What is needed => Once you have read the listing, output it exactly and completely.

[Provided material Boundary: Start]

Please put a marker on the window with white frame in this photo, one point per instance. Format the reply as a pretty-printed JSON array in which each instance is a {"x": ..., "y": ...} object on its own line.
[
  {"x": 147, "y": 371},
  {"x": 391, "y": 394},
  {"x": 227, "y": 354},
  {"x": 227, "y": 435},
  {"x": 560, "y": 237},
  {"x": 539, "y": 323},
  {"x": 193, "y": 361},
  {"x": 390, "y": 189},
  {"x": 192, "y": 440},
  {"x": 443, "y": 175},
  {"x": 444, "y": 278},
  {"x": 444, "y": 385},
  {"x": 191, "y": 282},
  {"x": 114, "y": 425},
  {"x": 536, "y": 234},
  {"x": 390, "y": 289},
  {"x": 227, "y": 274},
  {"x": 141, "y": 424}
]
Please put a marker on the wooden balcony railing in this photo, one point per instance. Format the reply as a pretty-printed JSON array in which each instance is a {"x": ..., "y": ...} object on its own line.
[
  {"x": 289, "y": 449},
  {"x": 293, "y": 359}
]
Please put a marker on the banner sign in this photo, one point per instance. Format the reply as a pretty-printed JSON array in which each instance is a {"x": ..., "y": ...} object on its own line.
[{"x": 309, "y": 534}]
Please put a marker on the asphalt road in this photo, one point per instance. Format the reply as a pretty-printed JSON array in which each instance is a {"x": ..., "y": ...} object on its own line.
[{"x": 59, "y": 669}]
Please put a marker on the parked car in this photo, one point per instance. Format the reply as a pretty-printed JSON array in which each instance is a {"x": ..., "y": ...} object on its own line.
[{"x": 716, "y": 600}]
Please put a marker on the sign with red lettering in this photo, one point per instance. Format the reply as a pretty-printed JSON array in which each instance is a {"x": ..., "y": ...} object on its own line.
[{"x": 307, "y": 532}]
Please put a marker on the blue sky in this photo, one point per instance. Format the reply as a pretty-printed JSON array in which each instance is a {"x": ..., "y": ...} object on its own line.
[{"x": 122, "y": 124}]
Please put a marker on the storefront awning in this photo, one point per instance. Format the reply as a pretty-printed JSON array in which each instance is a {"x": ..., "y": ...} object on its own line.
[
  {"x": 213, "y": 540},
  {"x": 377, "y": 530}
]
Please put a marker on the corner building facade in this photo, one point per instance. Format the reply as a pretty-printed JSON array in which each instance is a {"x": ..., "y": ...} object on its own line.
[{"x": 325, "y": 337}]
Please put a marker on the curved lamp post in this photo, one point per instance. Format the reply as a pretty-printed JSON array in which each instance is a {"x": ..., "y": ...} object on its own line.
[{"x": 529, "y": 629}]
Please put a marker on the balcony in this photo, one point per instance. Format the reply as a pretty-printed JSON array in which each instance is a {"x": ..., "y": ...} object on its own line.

[Provided material Boundary: End]

Written solution =>
Please put a marker on the window with white frame in this photo, one point per instance. Format the reply as a pretty-printed JSON array in which each instance is a {"x": ..., "y": ...} object on its own line.
[
  {"x": 147, "y": 371},
  {"x": 391, "y": 394},
  {"x": 227, "y": 354},
  {"x": 227, "y": 435},
  {"x": 560, "y": 237},
  {"x": 539, "y": 323},
  {"x": 193, "y": 361},
  {"x": 390, "y": 189},
  {"x": 192, "y": 440},
  {"x": 443, "y": 175},
  {"x": 444, "y": 278},
  {"x": 444, "y": 385},
  {"x": 191, "y": 282},
  {"x": 114, "y": 425},
  {"x": 536, "y": 234},
  {"x": 390, "y": 289},
  {"x": 227, "y": 274},
  {"x": 141, "y": 424}
]
Please put a marker on the wooden balcony railing in this photo, one point per instance. Format the reply as a pretty-printed JSON array in which each instance is a {"x": ..., "y": ...} object on its own line.
[
  {"x": 289, "y": 449},
  {"x": 293, "y": 359}
]
Please put a marker on the banner sign in this photo, one point per instance. Format the reply as a pretty-printed JSON array in which each instance is a {"x": ..., "y": ...} object on its own line.
[{"x": 309, "y": 534}]
Please put a marker on the asphalt road in this photo, one point per instance. Format the reply as a pretty-printed JSON array in which each instance is a {"x": ..., "y": ...} object on its own line.
[{"x": 59, "y": 669}]
Please put a marker on the parked car in this photo, one point per instance. Format the reply as a pretty-printed JSON array in which each instance is a {"x": ..., "y": ...} object on its own line.
[{"x": 716, "y": 600}]
Please put a marker on the sign with red lettering in this photo, one point per instance. Format the reply as a pretty-printed JSON array in which each instance is a {"x": ..., "y": ...} object on its own line.
[{"x": 307, "y": 532}]
Please put a marker on the blue sky in this photo, one point per instance. Format the reply as a pretty-printed JSON array in which each instance is a {"x": ..., "y": ...} object on its own line.
[{"x": 122, "y": 124}]
Please put a marker on the storefront awning in this photo, one point per instance. Format the reply as a pretty-printed JSON array in which each instance is a {"x": ..., "y": ...} object on its own line.
[
  {"x": 213, "y": 540},
  {"x": 377, "y": 530}
]
Please put a marker on the corner building facade in this photo, one point per instance. Format the reply as a pretty-printed JSON array in which each instance is a {"x": ..., "y": ...} object on its own line.
[{"x": 325, "y": 337}]
Please put a marker on the curved lamp post in this photo, one point per instance. Format the reply as a pretty-printed JSON array in which each instance is a {"x": ..., "y": ...} object on its own line.
[{"x": 529, "y": 629}]
Please put a marker on the balcony in this photo, one point per instance. Format the reply as a pretty-printed JSON array in which each instance is a {"x": ..., "y": ...} object on its own line.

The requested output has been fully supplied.